Given task a ::
According to the HUMS 340 course description, which work is the proto-detective story that the course starts with?

HUMS 340, The Detective Story
Course Description:
The course looks closely at detective stories, novels and films, with attention to the basic narrative structure of criminal enigma, logical investigation and denouement (whodunnit), and considers the meaning of “genre” more broadly. Starting with the proto-detective story Oedipus Rex—in which tragic drama takes the form of a murder mystery—we move on to Edgar Allan Poe’s invention of the genre proper in “The Murders in the Rue Morgue” and “The Purloined Letter.” From there we go to Poe’s “golden age” inheritors Arthur Conan Doyle, G.K. Chesterton, Agatha Christie, and Dorothy Sayers, as well as the adaptation of Doyle’s tales for the BBC series Sherlock. We also spend time on American “hard boiled” writers (Dashiell Hammett, The Maltese Falcon and John Huston’s 1941 film adaption of the novel); fiction which draws upon the conventions of detective stories without being genre fiction (Nabokov, Borges), non-fiction works which have the structure of a detective story (Freud’s “Wolf Man” case study); neo-noir film (Chinatown); works that fuse detective fiction and science-fiction (Minority Report) and recent film homage to “golden age” whodunnits (Knives Out). Students write essays making interpretive claims and using evidence from works on the syllabus, with emphasis on writing clear prose in support of an original argument.

Given task b ::
From the entries, please reproduce every line word for word, beginning at the line that contains "sign with a point." and stopping after the last line of the entries.

Extracted data ::
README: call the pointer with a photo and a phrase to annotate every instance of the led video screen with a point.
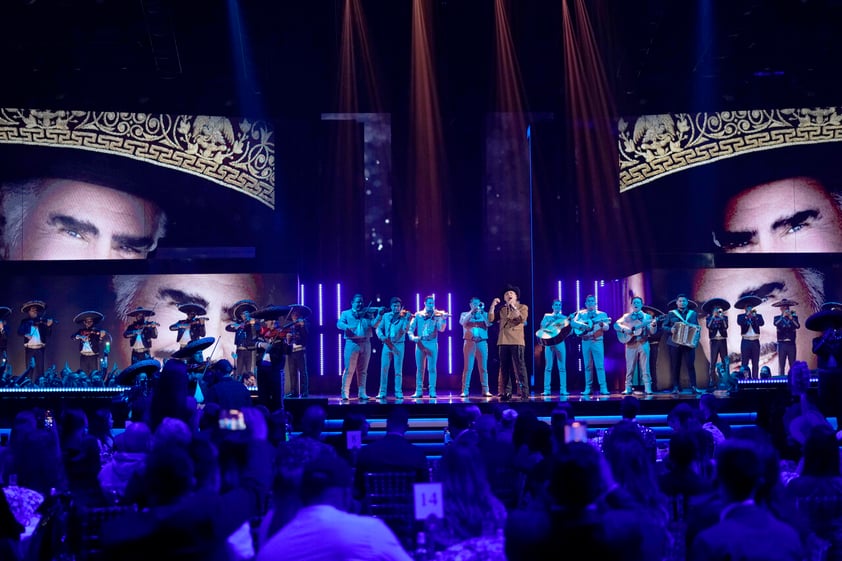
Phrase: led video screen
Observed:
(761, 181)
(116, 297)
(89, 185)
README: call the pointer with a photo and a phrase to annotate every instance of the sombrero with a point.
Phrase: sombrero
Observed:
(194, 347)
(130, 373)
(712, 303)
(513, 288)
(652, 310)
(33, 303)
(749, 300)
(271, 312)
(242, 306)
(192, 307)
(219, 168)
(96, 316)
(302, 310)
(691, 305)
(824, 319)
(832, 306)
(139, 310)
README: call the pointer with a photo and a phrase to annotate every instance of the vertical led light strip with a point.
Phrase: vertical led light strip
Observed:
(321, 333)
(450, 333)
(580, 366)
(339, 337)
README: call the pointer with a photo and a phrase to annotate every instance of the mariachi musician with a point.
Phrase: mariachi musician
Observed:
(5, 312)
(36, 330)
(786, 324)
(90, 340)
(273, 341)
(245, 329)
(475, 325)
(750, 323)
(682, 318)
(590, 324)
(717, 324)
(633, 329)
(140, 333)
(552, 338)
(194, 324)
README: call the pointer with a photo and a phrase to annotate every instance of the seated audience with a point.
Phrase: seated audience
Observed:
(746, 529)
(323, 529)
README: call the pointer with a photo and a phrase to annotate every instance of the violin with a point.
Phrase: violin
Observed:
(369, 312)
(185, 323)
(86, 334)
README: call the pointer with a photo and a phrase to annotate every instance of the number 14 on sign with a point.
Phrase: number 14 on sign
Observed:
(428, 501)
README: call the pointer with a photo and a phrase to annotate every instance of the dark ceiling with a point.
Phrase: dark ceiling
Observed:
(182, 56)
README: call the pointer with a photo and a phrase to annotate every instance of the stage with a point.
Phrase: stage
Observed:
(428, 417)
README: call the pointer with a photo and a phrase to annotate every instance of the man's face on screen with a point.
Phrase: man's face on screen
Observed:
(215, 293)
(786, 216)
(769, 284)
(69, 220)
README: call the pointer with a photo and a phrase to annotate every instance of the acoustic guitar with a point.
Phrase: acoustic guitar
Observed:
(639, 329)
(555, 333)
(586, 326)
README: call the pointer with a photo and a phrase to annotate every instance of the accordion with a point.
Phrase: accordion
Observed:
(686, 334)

Worked answer a ::
Oedipus Rex

Worked answer b ::
README: call the pointer with a photo and a phrase to annotate every instance of the number 14 on sign with a point.
Phrase: number 14 on sign
Observed:
(428, 501)
README: call the pointer with a photo and a phrase to annotate every instance of the dark ceiling with a point.
Phrase: dark ceiling
Observed:
(182, 56)
README: call the pointer with a photo and a phrase to annotate every instance of the stage with a point.
Phrase: stage
Observed:
(428, 417)
README: call the pointer with a photo and a phrase to annotate every instance of the man's face on screen with a point.
Phrase: man's face on screen
Observed:
(215, 293)
(786, 216)
(769, 284)
(69, 220)
README: call the pointer with a photo and a phrase to annotate every instance of the acoustic guitar with a point.
Phrase: acoustic guitar
Observed:
(639, 329)
(555, 333)
(586, 326)
README: call the pointer with a photo and a phrase to annotate every instance of the accordion with a point.
Phrase: accordion
Observed:
(686, 334)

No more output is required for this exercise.